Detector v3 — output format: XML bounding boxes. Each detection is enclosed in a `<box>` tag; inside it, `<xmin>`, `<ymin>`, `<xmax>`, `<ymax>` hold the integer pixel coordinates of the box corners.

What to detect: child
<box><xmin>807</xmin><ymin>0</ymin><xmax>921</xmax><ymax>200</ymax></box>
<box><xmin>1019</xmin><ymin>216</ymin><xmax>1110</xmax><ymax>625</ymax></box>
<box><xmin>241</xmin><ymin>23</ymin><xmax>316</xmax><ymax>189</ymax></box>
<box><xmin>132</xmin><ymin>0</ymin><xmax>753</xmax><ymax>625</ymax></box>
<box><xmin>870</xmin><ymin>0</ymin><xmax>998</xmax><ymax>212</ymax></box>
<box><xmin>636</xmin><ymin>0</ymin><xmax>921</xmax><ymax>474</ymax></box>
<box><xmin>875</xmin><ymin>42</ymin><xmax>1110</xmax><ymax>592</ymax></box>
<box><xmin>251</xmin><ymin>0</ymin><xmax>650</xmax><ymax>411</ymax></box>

::::

__PROBLEM STATEMENT__:
Format the lines above as a JSON list of strings, one string per line, leaving out blank lines.

__EXPECTED ANSWER__:
[
  "Detector v3 — output format: XML bounding boxes. Each detection is enclosed in a `<box>` tag; inside it, `<xmin>`, `<ymin>`, `<xmax>`, `<ymax>` hold the integer pixel coordinates of the box corners.",
  "What to detect: child",
  "<box><xmin>807</xmin><ymin>0</ymin><xmax>921</xmax><ymax>200</ymax></box>",
  "<box><xmin>1019</xmin><ymin>216</ymin><xmax>1110</xmax><ymax>625</ymax></box>",
  "<box><xmin>241</xmin><ymin>23</ymin><xmax>316</xmax><ymax>189</ymax></box>",
  "<box><xmin>132</xmin><ymin>0</ymin><xmax>753</xmax><ymax>625</ymax></box>",
  "<box><xmin>870</xmin><ymin>0</ymin><xmax>998</xmax><ymax>212</ymax></box>",
  "<box><xmin>636</xmin><ymin>0</ymin><xmax>921</xmax><ymax>474</ymax></box>",
  "<box><xmin>875</xmin><ymin>42</ymin><xmax>1110</xmax><ymax>592</ymax></box>",
  "<box><xmin>251</xmin><ymin>0</ymin><xmax>650</xmax><ymax>411</ymax></box>"
]